** Problem requirements **
Reproduce verbatim the entries between the line holding "Isolate shadow on" and the line holding "[[1031, 413, 1088, 452]]", inclusive.

** Data lines **
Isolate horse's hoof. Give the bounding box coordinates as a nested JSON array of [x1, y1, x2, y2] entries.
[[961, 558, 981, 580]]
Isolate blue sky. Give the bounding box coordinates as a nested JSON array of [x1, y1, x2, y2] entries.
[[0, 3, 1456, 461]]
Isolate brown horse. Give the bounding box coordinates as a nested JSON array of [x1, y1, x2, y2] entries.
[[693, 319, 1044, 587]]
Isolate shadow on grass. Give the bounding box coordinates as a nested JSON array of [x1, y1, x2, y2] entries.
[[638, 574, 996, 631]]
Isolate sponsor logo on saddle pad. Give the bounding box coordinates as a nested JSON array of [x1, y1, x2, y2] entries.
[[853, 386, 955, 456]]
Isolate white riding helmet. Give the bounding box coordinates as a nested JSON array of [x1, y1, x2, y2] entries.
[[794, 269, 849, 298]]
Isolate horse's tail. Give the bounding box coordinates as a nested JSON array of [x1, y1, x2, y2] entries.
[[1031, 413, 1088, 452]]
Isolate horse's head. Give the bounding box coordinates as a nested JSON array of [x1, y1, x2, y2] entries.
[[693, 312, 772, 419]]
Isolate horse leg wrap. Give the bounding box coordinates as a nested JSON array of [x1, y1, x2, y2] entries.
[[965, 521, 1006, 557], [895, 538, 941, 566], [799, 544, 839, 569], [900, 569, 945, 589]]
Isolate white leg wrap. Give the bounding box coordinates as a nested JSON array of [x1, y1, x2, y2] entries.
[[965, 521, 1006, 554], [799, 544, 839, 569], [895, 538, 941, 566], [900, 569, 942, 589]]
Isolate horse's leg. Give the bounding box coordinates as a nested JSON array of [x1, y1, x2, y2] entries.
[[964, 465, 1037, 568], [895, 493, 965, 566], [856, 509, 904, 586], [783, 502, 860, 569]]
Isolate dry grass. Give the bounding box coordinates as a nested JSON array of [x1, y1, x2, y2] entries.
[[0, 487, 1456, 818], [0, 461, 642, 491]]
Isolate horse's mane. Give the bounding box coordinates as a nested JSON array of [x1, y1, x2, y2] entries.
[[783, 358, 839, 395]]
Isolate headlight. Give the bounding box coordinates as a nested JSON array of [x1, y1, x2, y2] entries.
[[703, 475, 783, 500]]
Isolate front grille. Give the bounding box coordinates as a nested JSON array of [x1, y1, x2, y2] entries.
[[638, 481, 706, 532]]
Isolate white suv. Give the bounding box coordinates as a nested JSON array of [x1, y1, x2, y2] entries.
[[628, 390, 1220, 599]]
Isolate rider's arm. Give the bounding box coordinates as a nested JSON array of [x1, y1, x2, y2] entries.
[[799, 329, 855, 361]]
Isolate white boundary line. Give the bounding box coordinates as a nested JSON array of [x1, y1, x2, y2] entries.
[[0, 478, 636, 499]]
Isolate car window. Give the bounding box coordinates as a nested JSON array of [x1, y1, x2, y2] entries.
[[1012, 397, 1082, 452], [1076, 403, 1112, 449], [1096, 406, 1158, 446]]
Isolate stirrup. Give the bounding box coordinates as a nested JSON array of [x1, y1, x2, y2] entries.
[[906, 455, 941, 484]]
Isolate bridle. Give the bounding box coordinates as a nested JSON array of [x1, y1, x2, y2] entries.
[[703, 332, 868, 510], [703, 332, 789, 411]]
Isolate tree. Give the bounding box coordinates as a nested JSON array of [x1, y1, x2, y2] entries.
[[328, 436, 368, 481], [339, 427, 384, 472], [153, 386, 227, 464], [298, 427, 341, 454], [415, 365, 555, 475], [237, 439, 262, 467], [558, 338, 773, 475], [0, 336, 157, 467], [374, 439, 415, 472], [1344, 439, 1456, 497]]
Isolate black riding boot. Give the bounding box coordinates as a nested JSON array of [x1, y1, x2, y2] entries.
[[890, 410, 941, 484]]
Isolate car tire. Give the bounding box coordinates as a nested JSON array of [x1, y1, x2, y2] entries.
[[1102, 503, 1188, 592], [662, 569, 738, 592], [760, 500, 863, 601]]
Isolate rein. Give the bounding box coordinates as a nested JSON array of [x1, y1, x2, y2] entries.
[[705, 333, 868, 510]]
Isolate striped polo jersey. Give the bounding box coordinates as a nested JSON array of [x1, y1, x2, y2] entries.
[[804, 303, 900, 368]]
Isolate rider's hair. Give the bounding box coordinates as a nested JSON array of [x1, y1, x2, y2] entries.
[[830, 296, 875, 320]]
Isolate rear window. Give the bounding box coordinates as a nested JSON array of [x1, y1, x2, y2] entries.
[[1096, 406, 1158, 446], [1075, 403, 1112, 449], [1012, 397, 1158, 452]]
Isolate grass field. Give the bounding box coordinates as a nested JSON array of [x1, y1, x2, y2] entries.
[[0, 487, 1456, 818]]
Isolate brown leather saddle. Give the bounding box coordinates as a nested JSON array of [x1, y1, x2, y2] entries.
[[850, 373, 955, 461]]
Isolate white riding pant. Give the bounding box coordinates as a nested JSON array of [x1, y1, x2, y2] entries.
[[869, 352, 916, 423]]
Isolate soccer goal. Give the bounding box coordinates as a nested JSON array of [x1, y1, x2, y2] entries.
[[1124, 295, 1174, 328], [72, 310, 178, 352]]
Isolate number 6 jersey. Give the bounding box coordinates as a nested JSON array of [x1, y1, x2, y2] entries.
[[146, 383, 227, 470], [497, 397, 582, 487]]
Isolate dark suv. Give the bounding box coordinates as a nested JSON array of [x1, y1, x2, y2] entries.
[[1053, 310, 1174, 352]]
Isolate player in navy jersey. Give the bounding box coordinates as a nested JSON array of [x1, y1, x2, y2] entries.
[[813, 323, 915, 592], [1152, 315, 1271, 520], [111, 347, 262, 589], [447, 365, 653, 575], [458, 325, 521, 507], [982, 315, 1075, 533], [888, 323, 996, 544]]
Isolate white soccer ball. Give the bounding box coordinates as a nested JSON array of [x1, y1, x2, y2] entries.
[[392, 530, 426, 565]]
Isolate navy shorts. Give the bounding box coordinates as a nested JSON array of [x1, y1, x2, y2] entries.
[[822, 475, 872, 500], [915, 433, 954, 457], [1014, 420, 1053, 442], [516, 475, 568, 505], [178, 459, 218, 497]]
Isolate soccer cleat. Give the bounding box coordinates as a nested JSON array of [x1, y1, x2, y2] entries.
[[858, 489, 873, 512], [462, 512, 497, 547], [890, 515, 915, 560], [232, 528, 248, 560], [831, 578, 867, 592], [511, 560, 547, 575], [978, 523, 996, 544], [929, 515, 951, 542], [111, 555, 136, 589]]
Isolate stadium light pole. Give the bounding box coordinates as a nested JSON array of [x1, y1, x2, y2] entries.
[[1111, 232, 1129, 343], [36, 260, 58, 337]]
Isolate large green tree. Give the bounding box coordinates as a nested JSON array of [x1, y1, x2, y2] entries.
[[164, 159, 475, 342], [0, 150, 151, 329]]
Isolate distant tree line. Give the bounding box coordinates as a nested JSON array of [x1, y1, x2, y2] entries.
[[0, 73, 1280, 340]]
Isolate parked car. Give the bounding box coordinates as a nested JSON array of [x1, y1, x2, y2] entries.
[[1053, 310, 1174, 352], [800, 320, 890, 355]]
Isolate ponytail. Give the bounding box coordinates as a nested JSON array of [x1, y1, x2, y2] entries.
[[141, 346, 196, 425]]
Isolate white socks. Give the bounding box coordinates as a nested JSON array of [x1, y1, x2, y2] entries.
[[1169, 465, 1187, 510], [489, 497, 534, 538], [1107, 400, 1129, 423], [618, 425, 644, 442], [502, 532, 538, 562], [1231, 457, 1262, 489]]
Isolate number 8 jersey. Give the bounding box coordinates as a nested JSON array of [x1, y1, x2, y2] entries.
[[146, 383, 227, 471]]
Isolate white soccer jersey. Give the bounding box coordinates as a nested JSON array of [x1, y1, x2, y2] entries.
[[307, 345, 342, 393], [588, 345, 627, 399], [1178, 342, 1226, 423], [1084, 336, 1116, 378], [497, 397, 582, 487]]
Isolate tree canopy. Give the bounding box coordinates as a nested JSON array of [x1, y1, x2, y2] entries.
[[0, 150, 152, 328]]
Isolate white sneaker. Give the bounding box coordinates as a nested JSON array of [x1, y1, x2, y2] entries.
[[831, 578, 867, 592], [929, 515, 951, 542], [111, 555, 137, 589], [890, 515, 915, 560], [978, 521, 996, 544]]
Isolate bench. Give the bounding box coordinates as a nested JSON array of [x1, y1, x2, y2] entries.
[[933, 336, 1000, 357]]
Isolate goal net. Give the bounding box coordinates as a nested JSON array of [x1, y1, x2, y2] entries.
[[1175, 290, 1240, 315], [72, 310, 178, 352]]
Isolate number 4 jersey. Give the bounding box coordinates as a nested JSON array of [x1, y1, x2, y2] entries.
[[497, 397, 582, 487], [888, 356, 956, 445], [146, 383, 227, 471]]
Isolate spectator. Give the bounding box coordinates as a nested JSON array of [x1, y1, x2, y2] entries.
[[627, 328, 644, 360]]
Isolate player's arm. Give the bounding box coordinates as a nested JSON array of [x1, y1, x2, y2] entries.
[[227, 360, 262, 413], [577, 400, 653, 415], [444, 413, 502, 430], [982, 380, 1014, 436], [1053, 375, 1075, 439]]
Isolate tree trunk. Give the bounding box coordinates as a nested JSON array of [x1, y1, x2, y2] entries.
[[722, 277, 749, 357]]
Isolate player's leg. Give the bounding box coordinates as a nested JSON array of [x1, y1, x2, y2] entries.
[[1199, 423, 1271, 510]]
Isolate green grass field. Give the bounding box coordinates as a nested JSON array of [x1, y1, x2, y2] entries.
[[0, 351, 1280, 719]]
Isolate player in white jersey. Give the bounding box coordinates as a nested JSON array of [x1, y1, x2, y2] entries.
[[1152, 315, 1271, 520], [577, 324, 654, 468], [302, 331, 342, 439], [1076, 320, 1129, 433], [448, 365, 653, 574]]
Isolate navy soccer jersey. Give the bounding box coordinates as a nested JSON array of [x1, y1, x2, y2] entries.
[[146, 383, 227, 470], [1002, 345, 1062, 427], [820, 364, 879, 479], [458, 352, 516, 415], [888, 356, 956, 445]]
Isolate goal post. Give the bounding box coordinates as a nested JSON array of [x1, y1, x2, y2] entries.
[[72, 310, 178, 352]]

** Result **
Isolate shadow on grass. Give the bounding box coordinates as a nested JSON array of [x1, y1, x2, y2] entries.
[[638, 574, 996, 631]]
Isolate sponsor logo on saddle pad. Give the bounding box coordinates as a nested JSON array of [x1, y1, x2, y2] entries.
[[853, 386, 955, 456]]
Isolate white riding helmet. Give the bounding box coordinates as a nested JSON array of [x1, y1, x2, y2] entries.
[[794, 269, 849, 298]]
Isolate horse's tail. Give the bounding box coordinates as a nested JSON array of [x1, y1, x2, y2] entries.
[[1031, 413, 1088, 452]]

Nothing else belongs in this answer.